**Job 1**
Can you quote the records word for word, from the line holding "point: the bicycle saddle, one" through the end of the records, inclusive?

**Excerpt**
====================
Today was about doing video walk-arounds. We are doing custom videos for eBay right now.  At first, the sales people were shy about doing the videos. Now they are asking: ‘When’s the next time I can do video?’ Today’s meeting was strictly about the advantage of the videographer. That is the wave of the future.

I’m a news junkie and go onto aol.com and The Houston Chronicle daily. The first thing I look at is the video. The MTV generation would rather see a 30-second video than read or look at pictures.

How do you handle social media?

I do most of the social media. We have 1050 likes on Facebook. We put video on Facebook and we just bought a solution, Empathica from Canada, that helps us with customer retention. We put Empathica’s hangtags in every new car we deliver that directs the customer to a website where they get a chance to win $1,000.

Empathica runs this program for multiple companies, like Starbucks, etc. and every day someone nationwide wins $1,000.  To enter the contest, customers have to answer a six-minute online survey that gives us valuable information about how satisfied they are with Lone Star Chevrolet and our service. Then, customers can increase their odds of winning by 10 fold, by “liking” us on Facebook.
====================
**Records shown**
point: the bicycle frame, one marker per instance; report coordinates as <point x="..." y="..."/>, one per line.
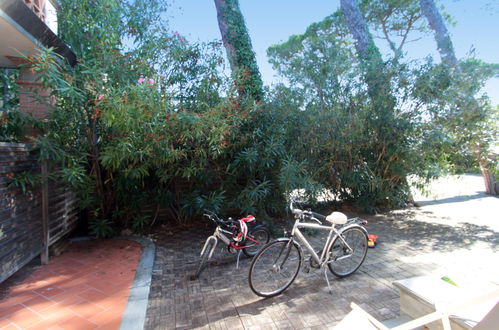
<point x="323" y="259"/>
<point x="220" y="234"/>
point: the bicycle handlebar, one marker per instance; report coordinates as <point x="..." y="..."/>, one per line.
<point x="311" y="215"/>
<point x="213" y="217"/>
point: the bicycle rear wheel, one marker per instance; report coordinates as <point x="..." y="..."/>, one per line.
<point x="274" y="268"/>
<point x="257" y="238"/>
<point x="344" y="261"/>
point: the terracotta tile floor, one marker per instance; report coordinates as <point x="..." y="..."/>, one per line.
<point x="86" y="287"/>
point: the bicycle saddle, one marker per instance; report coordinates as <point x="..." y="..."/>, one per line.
<point x="337" y="218"/>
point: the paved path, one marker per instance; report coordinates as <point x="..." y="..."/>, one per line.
<point x="453" y="235"/>
<point x="87" y="287"/>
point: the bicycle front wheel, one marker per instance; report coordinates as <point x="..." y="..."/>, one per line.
====================
**Job 2**
Answer these from the dealership interview above:
(a) Which two news sources does the speaker visit daily?
(b) How many likes does the dealership have on Facebook?
(c) How long is the online survey customers must answer to enter the contest?

**Worked solution 1**
point: the bicycle saddle, one marker per instance; report coordinates as <point x="..." y="..."/>, one per line.
<point x="337" y="218"/>
point: the paved path, one marker per instance; report coordinates as <point x="..." y="..."/>, one per line.
<point x="453" y="235"/>
<point x="87" y="287"/>
point: the bicycle front wheel, one marker per instance; report coordinates as <point x="..." y="..."/>, one per line.

**Worked solution 2**
(a) aol.com and The Houston Chronicle
(b) 1050
(c) Six minutes